- **Instructions to follow**:
Turn these lines into a numbered list, skipping blank lines and leaving the pictures out.

-- begin Material provided --

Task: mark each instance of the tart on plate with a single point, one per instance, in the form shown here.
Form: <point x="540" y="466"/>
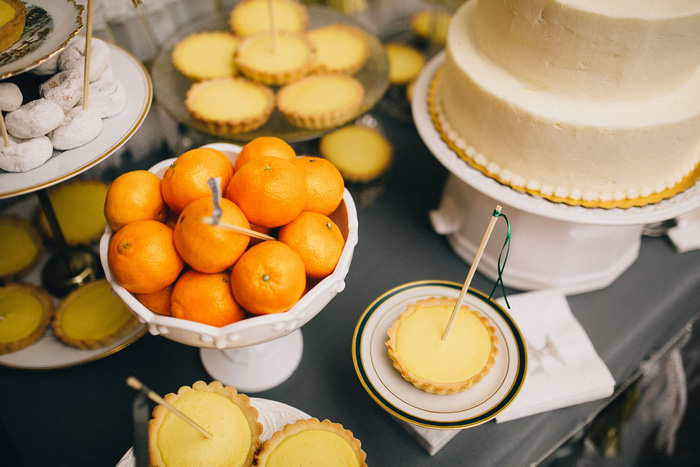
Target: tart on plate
<point x="25" y="312"/>
<point x="221" y="411"/>
<point x="206" y="55"/>
<point x="13" y="15"/>
<point x="253" y="16"/>
<point x="91" y="317"/>
<point x="360" y="153"/>
<point x="320" y="101"/>
<point x="312" y="443"/>
<point x="340" y="48"/>
<point x="20" y="247"/>
<point x="416" y="348"/>
<point x="230" y="105"/>
<point x="275" y="60"/>
<point x="79" y="209"/>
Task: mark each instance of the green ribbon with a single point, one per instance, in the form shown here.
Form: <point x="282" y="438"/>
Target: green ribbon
<point x="502" y="266"/>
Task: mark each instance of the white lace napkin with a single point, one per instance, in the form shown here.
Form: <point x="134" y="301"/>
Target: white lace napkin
<point x="564" y="368"/>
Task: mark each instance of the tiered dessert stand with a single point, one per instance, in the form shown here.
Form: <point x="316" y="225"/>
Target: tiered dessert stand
<point x="572" y="248"/>
<point x="260" y="352"/>
<point x="69" y="267"/>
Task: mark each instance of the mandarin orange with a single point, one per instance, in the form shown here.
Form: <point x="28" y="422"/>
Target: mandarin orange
<point x="324" y="184"/>
<point x="318" y="241"/>
<point x="264" y="146"/>
<point x="134" y="196"/>
<point x="269" y="190"/>
<point x="205" y="298"/>
<point x="143" y="258"/>
<point x="268" y="278"/>
<point x="209" y="248"/>
<point x="187" y="177"/>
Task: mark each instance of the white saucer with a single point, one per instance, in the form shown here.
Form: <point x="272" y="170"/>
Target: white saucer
<point x="474" y="406"/>
<point x="273" y="416"/>
<point x="116" y="131"/>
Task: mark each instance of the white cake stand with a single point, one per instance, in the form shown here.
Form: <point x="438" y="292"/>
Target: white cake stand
<point x="553" y="245"/>
<point x="257" y="353"/>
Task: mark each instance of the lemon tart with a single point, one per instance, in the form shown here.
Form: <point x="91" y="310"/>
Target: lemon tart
<point x="79" y="209"/>
<point x="312" y="443"/>
<point x="13" y="15"/>
<point x="320" y="101"/>
<point x="206" y="55"/>
<point x="221" y="411"/>
<point x="360" y="153"/>
<point x="276" y="60"/>
<point x="230" y="105"/>
<point x="405" y="62"/>
<point x="418" y="352"/>
<point x="20" y="247"/>
<point x="250" y="17"/>
<point x="92" y="316"/>
<point x="340" y="48"/>
<point x="25" y="312"/>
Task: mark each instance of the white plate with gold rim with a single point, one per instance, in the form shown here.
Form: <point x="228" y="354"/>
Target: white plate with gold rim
<point x="474" y="406"/>
<point x="273" y="416"/>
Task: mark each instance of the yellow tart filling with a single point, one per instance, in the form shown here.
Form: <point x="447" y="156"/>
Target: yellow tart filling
<point x="181" y="445"/>
<point x="461" y="356"/>
<point x="313" y="448"/>
<point x="93" y="313"/>
<point x="20" y="314"/>
<point x="19" y="246"/>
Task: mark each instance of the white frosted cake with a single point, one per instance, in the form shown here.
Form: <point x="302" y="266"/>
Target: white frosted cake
<point x="591" y="102"/>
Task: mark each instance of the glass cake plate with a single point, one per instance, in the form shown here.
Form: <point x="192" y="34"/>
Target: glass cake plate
<point x="171" y="86"/>
<point x="474" y="406"/>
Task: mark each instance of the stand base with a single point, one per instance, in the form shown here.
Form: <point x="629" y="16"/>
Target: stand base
<point x="257" y="367"/>
<point x="545" y="252"/>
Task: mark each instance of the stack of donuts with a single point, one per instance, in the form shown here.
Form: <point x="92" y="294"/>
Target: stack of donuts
<point x="57" y="120"/>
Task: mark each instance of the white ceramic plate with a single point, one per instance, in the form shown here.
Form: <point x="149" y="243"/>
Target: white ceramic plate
<point x="666" y="209"/>
<point x="273" y="416"/>
<point x="386" y="386"/>
<point x="49" y="27"/>
<point x="48" y="352"/>
<point x="116" y="131"/>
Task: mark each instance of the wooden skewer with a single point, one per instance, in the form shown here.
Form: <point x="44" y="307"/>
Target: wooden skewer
<point x="273" y="29"/>
<point x="88" y="46"/>
<point x="472" y="271"/>
<point x="3" y="129"/>
<point x="136" y="384"/>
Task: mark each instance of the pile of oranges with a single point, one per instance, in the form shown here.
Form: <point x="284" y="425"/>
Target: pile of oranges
<point x="166" y="254"/>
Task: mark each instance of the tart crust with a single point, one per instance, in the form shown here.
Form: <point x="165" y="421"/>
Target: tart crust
<point x="320" y="102"/>
<point x="103" y="319"/>
<point x="252" y="16"/>
<point x="11" y="31"/>
<point x="11" y="317"/>
<point x="299" y="426"/>
<point x="340" y="48"/>
<point x="248" y="105"/>
<point x="240" y="400"/>
<point x="422" y="383"/>
<point x="21" y="247"/>
<point x="258" y="59"/>
<point x="206" y="55"/>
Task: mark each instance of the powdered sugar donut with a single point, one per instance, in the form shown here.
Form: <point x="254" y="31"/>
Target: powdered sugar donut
<point x="64" y="88"/>
<point x="35" y="118"/>
<point x="10" y="97"/>
<point x="79" y="128"/>
<point x="25" y="154"/>
<point x="106" y="97"/>
<point x="73" y="58"/>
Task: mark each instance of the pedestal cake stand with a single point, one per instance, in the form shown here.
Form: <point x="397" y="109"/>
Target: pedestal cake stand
<point x="572" y="248"/>
<point x="260" y="352"/>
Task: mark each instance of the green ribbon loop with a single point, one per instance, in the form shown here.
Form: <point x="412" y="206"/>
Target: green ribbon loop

-- end Material provided --

- **The answer**:
1. Task: mark each instance of the tart on plate with a single point, one per instance, in the form shown here.
2. Form: <point x="540" y="466"/>
3. Target: tart on plate
4. <point x="25" y="312"/>
5. <point x="221" y="411"/>
6. <point x="206" y="55"/>
7. <point x="13" y="15"/>
8. <point x="253" y="16"/>
9. <point x="91" y="317"/>
10. <point x="360" y="153"/>
11. <point x="320" y="101"/>
12. <point x="312" y="443"/>
13. <point x="340" y="48"/>
14. <point x="20" y="247"/>
15. <point x="416" y="348"/>
16. <point x="230" y="105"/>
17. <point x="275" y="60"/>
18. <point x="79" y="209"/>
19. Task: mark each instance of the green ribbon with a single point, one per instance, in the form shown here.
20. Form: <point x="282" y="438"/>
21. Target: green ribbon
22. <point x="502" y="266"/>
23. Task: mark each instance of the white lace napkin with a single point, one per instance, in the form shown here.
24. Form: <point x="134" y="301"/>
25. Target: white lace napkin
26. <point x="564" y="368"/>
27. Task: mark each instance of the tiered dessert stand with a single point, one per instance, in the form shown here.
28. Form: <point x="316" y="225"/>
29. Target: tiered dessert stand
30. <point x="572" y="248"/>
31. <point x="260" y="352"/>
32. <point x="69" y="267"/>
33. Task: mark each instance of the mandarin orange with a single point, one per instance, in the form shown here.
34. Form: <point x="28" y="422"/>
35. Target: mandarin orange
36. <point x="324" y="184"/>
37. <point x="318" y="241"/>
38. <point x="264" y="146"/>
39. <point x="134" y="196"/>
40. <point x="269" y="190"/>
41. <point x="205" y="298"/>
42. <point x="143" y="258"/>
43. <point x="268" y="278"/>
44. <point x="209" y="248"/>
45. <point x="187" y="177"/>
46. Task: mark each instance of the white saucer with a single point, one per instance, in the form shown here.
47. Form: <point x="272" y="170"/>
48. Target: white saucer
49. <point x="474" y="406"/>
50. <point x="273" y="416"/>
51. <point x="116" y="131"/>
52. Task: mark each instance of the white cake stand with a single point, one per instance, in the form shown here.
53. Form: <point x="438" y="292"/>
54. Target: white cake stand
55. <point x="553" y="245"/>
56. <point x="257" y="353"/>
57. Task: mark each instance of the lemon tart with a single point, one per instance, in the form shown here.
58. Form: <point x="91" y="310"/>
59. Target: lemon tart
60. <point x="79" y="209"/>
61. <point x="312" y="443"/>
62. <point x="13" y="15"/>
63. <point x="320" y="101"/>
64. <point x="206" y="55"/>
65. <point x="221" y="411"/>
66. <point x="360" y="153"/>
67. <point x="276" y="60"/>
68. <point x="230" y="105"/>
69. <point x="405" y="62"/>
70. <point x="418" y="352"/>
71. <point x="20" y="247"/>
72. <point x="250" y="17"/>
73. <point x="92" y="316"/>
74. <point x="340" y="48"/>
75. <point x="25" y="312"/>
76. Task: mark each instance of the white plate with gold rim with a single point, one per instance, in the form shown here.
77. Form: <point x="228" y="354"/>
78. Target: white plate with gold rim
79. <point x="474" y="406"/>
80. <point x="273" y="416"/>
81. Task: mark each instance of the yellow tart filling with a single point, one per instance, in the form shown here.
82. Form: <point x="447" y="156"/>
83. Target: yellow tart filling
84. <point x="181" y="445"/>
85. <point x="461" y="356"/>
86. <point x="313" y="448"/>
87. <point x="93" y="313"/>
88. <point x="20" y="314"/>
89. <point x="19" y="246"/>
90. Task: mark each instance of the white frosted cake with a single point, one per instance, in the form shown here.
91. Form: <point x="302" y="266"/>
92. Target: white frosted cake
93. <point x="591" y="102"/>
94. Task: mark each instance of the glass cake plate with a single point, one per instance, in the form shown here.
95. Form: <point x="192" y="34"/>
96. Target: glass cake plate
97. <point x="171" y="86"/>
98. <point x="474" y="406"/>
99. Task: mark each instance of the stand base with a single point, one per instance, in the form shown here.
100. Form: <point x="629" y="16"/>
101. Target: stand base
102. <point x="257" y="367"/>
103. <point x="545" y="252"/>
104. Task: mark each instance of the stack of donuts with a single point, one per instance, in the form shown here.
105. Form: <point x="92" y="294"/>
106. Target: stack of donuts
107. <point x="57" y="120"/>
108. Task: mark each instance of the white ceramic plate with a single point, one per instance, in the form shown here.
109. Form: <point x="149" y="243"/>
110. Target: white ceramic plate
111. <point x="666" y="209"/>
112. <point x="273" y="416"/>
113. <point x="386" y="386"/>
114. <point x="49" y="27"/>
115. <point x="48" y="352"/>
116. <point x="116" y="131"/>
117. Task: mark each instance of the wooden skewer with a single point, one per instance, in the form shown here.
118. Form: <point x="44" y="307"/>
119. Target: wooden skewer
120. <point x="273" y="29"/>
121. <point x="88" y="46"/>
122. <point x="472" y="271"/>
123. <point x="3" y="129"/>
124. <point x="136" y="384"/>
125. Task: mark each instance of the pile of oranges with a single point, one per instance, in the form shown here.
126. Form: <point x="284" y="425"/>
127. Target: pile of oranges
128. <point x="166" y="254"/>
129. Task: mark each instance of the tart crust with a single point, one per instance, in the form shown here.
130. Form: <point x="165" y="421"/>
131. Target: tart crust
132. <point x="320" y="102"/>
133. <point x="103" y="319"/>
134. <point x="252" y="16"/>
135. <point x="11" y="31"/>
136. <point x="11" y="317"/>
137. <point x="299" y="426"/>
138. <point x="340" y="48"/>
139. <point x="248" y="105"/>
140. <point x="240" y="400"/>
141. <point x="422" y="383"/>
142. <point x="21" y="247"/>
143. <point x="258" y="59"/>
144. <point x="206" y="55"/>
145. Task: mark each instance of the powdered sugar donut with a single point, one per instance, in the form shown here.
146. Form: <point x="254" y="31"/>
147. Target: powdered sugar donut
148. <point x="64" y="88"/>
149. <point x="35" y="118"/>
150. <point x="10" y="97"/>
151. <point x="79" y="128"/>
152. <point x="25" y="154"/>
153. <point x="106" y="97"/>
154. <point x="73" y="58"/>
155. Task: mark each instance of the pedestal cake stand with a single point, one per instance, in the form shown here.
156. Form: <point x="397" y="109"/>
157. Target: pedestal cake stand
158. <point x="572" y="248"/>
159. <point x="260" y="352"/>
160. Task: mark each instance of the green ribbon loop with a single point, one per instance, in the form shown here.
161. Form: <point x="412" y="206"/>
162. Target: green ribbon loop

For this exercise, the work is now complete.